● **DATA TO PROCESS**:

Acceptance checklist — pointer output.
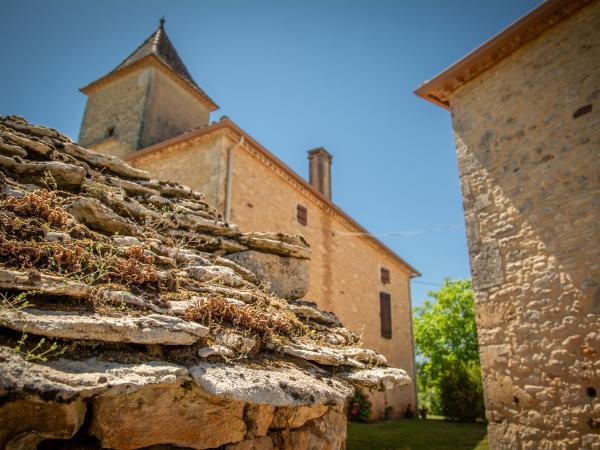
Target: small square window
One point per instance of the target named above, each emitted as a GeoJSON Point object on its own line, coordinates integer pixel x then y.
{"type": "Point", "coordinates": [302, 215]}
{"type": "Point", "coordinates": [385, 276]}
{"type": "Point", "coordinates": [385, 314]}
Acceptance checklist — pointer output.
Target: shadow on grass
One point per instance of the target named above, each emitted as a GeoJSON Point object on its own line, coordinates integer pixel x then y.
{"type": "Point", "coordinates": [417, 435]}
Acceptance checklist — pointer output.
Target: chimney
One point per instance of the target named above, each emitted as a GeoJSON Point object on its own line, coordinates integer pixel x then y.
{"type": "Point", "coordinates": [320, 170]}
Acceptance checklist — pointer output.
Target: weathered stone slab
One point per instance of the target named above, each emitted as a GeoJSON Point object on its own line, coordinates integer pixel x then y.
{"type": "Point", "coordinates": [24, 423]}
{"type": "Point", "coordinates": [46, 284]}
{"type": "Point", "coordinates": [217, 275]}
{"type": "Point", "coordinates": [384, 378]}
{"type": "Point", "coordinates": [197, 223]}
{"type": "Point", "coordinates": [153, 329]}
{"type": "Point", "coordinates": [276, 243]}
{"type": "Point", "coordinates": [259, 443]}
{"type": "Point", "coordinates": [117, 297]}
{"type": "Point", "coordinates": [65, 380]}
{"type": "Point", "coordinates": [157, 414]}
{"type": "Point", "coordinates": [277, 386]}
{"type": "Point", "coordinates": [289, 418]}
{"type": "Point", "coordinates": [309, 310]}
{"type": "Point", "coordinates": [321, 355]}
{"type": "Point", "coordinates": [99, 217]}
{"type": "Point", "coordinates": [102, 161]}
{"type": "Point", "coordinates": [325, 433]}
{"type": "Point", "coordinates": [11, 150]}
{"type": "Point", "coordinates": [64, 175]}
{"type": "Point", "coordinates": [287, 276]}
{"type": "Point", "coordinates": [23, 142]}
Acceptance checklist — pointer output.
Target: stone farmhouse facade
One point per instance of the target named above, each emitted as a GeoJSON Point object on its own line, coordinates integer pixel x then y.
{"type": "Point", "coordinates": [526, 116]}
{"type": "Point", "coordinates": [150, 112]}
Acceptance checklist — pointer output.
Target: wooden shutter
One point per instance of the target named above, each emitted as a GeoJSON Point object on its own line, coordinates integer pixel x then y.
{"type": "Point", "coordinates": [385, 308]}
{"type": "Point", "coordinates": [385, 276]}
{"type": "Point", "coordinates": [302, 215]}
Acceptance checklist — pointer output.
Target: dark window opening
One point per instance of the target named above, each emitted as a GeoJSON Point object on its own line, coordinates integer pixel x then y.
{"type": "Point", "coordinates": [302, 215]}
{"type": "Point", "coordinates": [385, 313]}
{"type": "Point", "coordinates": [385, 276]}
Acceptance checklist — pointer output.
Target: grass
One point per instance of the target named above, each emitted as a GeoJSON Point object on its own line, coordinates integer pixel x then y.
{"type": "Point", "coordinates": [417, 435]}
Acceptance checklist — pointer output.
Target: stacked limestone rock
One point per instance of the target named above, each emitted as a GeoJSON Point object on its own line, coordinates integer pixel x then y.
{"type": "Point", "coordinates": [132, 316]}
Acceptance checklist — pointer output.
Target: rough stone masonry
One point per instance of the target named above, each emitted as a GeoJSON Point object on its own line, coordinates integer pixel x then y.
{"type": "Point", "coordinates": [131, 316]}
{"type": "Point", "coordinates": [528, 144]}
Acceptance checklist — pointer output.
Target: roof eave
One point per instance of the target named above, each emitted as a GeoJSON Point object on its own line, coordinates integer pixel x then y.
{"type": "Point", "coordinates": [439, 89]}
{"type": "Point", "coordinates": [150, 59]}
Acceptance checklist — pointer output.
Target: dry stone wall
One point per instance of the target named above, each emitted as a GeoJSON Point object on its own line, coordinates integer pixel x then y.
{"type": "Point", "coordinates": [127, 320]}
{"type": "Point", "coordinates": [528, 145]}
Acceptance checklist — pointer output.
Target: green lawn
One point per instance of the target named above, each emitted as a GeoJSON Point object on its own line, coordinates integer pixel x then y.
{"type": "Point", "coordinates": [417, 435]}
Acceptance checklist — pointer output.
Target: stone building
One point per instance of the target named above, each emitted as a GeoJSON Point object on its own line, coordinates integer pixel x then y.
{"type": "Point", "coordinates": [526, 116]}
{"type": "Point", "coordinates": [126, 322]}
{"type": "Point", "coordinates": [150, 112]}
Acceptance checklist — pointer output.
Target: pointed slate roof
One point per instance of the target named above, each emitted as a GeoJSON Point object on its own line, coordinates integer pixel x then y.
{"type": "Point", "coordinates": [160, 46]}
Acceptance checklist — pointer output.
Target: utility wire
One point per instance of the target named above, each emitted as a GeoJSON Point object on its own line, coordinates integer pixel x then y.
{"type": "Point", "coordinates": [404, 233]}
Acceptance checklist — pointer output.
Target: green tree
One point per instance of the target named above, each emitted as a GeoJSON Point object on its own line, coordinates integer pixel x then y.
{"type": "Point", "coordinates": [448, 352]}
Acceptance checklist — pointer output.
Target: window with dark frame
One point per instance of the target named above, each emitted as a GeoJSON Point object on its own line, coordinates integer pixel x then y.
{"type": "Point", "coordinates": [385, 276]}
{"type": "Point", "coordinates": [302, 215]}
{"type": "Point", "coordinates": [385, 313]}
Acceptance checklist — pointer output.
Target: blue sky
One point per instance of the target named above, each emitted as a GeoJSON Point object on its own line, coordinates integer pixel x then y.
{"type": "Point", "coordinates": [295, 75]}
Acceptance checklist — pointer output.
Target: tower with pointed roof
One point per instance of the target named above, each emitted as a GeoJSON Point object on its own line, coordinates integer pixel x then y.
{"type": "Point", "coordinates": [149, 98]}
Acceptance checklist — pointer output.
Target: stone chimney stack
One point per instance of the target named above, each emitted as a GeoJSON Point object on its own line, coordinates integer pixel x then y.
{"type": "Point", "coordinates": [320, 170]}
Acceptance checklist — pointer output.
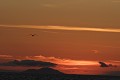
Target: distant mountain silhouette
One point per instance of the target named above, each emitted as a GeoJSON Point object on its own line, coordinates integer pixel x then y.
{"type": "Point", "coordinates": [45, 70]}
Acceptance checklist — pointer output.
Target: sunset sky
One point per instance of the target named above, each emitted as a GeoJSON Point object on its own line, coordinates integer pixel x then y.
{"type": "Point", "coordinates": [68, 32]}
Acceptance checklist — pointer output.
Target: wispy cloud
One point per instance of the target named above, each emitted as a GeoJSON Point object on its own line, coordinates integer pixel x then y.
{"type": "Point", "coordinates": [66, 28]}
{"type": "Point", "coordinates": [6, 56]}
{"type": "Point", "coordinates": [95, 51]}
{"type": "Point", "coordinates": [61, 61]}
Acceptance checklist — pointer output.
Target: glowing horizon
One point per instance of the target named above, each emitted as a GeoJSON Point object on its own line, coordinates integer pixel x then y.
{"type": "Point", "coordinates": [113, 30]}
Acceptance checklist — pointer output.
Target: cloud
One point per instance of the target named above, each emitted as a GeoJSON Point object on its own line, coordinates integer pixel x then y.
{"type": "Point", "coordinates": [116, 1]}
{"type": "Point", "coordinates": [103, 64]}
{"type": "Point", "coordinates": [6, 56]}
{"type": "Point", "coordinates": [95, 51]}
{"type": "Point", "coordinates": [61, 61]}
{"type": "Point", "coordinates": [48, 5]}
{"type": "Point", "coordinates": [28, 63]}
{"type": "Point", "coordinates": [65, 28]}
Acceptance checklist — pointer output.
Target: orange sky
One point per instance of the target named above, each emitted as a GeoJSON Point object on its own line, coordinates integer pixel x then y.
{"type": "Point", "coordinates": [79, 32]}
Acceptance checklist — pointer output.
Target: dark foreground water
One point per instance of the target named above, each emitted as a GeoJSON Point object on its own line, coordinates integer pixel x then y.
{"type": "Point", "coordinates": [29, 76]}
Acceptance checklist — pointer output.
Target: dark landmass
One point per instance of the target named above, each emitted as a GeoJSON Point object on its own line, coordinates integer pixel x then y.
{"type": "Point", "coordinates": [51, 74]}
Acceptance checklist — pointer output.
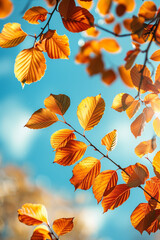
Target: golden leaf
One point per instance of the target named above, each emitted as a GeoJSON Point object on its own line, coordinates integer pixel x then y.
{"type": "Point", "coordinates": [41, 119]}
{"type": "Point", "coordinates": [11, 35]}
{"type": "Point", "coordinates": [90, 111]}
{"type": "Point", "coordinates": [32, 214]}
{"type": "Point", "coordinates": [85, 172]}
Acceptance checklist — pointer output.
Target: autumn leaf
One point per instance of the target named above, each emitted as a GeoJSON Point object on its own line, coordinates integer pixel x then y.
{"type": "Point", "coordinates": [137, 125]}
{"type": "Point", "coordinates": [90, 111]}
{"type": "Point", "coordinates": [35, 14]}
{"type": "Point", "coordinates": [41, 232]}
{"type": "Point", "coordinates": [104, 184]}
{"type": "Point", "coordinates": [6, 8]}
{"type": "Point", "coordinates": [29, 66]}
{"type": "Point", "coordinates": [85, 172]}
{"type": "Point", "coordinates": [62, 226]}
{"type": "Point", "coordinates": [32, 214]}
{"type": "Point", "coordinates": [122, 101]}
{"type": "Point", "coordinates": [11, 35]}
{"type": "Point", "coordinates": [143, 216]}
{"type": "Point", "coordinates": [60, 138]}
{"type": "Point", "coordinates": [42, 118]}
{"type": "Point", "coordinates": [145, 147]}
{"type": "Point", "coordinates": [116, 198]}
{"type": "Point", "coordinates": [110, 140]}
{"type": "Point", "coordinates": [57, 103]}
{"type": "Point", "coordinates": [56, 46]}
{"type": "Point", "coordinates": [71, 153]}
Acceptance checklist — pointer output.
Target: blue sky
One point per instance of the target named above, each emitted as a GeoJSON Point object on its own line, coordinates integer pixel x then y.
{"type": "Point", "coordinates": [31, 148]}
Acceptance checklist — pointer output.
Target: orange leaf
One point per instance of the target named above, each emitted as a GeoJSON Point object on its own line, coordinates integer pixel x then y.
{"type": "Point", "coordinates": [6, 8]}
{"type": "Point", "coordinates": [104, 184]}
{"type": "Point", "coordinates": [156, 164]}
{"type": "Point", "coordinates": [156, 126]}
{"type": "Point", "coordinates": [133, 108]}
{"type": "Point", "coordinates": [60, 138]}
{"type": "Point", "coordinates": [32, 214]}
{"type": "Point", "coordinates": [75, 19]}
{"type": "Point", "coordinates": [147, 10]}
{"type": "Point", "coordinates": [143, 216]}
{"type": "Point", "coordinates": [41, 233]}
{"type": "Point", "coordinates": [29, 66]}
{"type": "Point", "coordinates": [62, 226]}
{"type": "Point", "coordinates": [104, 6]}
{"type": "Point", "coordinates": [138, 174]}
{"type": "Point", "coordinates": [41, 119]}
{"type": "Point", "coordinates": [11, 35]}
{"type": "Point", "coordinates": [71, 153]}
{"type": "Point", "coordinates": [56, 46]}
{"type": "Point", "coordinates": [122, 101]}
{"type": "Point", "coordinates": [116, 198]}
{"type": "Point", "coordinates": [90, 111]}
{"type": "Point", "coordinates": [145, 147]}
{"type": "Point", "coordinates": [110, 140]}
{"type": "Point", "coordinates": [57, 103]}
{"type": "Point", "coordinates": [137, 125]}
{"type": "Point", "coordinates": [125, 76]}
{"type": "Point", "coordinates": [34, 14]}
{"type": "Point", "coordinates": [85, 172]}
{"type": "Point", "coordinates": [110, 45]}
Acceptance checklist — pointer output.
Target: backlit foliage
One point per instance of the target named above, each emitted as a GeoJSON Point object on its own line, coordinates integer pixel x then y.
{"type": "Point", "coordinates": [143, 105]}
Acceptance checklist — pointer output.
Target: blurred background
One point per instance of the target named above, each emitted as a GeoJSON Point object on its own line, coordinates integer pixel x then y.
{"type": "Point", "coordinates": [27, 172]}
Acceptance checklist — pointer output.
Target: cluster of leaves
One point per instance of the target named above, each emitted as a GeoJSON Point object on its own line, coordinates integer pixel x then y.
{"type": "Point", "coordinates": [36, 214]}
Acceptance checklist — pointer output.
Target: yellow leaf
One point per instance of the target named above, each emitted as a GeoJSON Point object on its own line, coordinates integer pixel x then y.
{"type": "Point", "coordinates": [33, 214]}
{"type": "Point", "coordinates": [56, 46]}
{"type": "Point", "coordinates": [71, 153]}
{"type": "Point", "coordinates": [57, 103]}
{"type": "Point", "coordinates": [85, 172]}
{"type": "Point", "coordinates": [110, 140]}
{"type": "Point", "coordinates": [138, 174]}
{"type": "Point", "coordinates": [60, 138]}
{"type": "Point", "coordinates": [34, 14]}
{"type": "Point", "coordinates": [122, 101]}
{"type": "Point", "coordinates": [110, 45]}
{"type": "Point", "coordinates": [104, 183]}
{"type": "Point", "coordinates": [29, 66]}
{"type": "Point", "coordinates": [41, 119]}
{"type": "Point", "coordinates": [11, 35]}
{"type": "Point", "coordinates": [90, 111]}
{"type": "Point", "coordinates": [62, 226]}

● **THE TASK**: Copy the lines above exactly, beginning at the line that has "Target: distant mountain silhouette" and stopping after the line that has "Target: cloud", and omit the rest.

● **TASK RESULT**:
Target: distant mountain silhouette
One point per instance of the target named above, each emitted as a GeoJSON Point object on its own line, coordinates integer pixel x then y.
{"type": "Point", "coordinates": [45, 70]}
Acceptance checklist — pointer output.
Target: sunset sky
One point per instance of the target named above, each emitted as a GeoJSON Point object on its own line, coordinates integer pixel x then y.
{"type": "Point", "coordinates": [68, 32]}
Acceptance checklist — pointer output.
Target: wispy cloud
One point per instance of the target named above, each emitted as a GeoJSON Point object on its own line, coordinates integer pixel x then y.
{"type": "Point", "coordinates": [66, 28]}
{"type": "Point", "coordinates": [6, 56]}
{"type": "Point", "coordinates": [95, 51]}
{"type": "Point", "coordinates": [61, 61]}
Acceptance checklist — pointer output.
Target: glowing horizon
One point per instance of the target named above, each emitted as a GeoJSON Point object on its own line, coordinates integer pixel x then y.
{"type": "Point", "coordinates": [113, 30]}
Acceptance checklist — pointer output.
Target: cloud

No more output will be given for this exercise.